問題: 明日香村上居の「さなぶり」行事についての文章によると、御湯の作法に用いる笹束は何本作っておくのか。

#### 読解文 ####

6月末に「さなぶり」行事を行っていると聞いて出かけた明日香村の上居(じょうご)。
この日の午前中は大和の山々がぽっかり浮かんだいい日和だった。
出かけた時間帯は午後でくすんでいたが、遠望する向こう側は二上山、手前は甘樫丘が見える。
右上は生駒山辺りになる。その間の先にうっすらとある山々は六甲連山だ。
村の鎮守さんである春日神社参道から拝見した氏子さん曰く、「ここは穴場やな・・・」と呟いた。
田植えが終われば春日神社に参って豊作を祈願する「さなぶり」行事。
祭典日は不定、総代ら村役によって日程を決められる「さなぶり」行事である。
会所では村役がススンボの竹を細工していた。
ハカマを取り除いて幣を挿せるように先を割っておく。
奉書を巻いて水引で括る。
御湯の作法に用いられる笹束は2本作っておく。
昔は子供もやってきたと云う「さなぶり」行事。
6月と11月にしていた気がすると話すが、11月は何であろうか。
県内各地でみられる「さなぶり」行事は田植えが無事に終わって氏神さんに報告する行事だが、もしかとすれだが、11月は稲作が実って刈り取り。

#### 提供情報 ####

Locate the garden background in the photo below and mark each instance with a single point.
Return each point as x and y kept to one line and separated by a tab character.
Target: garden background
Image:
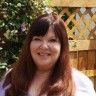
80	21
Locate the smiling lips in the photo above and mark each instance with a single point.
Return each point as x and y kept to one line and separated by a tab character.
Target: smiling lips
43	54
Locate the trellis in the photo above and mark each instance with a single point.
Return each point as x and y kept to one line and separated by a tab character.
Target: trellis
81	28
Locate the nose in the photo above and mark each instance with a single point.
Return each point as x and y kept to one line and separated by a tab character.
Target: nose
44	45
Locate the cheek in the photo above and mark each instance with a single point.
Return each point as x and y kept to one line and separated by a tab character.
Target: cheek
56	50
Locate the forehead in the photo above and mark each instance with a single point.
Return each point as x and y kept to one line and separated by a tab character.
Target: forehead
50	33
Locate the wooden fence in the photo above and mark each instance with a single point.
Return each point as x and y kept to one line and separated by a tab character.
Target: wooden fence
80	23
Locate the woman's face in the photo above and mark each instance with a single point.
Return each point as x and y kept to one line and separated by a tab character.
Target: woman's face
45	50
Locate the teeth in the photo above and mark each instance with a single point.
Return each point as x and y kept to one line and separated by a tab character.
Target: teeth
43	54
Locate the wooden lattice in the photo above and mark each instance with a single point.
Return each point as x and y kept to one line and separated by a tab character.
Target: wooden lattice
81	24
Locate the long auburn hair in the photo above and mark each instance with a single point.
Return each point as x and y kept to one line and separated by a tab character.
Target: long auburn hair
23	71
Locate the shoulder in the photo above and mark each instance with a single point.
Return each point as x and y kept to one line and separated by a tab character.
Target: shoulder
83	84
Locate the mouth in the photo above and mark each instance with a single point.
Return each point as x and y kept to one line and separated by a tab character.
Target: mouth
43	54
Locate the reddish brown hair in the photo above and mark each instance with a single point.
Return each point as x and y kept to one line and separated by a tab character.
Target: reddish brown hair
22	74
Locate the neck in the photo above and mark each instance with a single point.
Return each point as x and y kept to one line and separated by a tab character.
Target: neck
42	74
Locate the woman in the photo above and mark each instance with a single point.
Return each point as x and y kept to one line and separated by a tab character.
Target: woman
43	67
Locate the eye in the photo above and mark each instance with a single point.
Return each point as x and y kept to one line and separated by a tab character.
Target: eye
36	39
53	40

####

解答: 笹束は2本作っておく。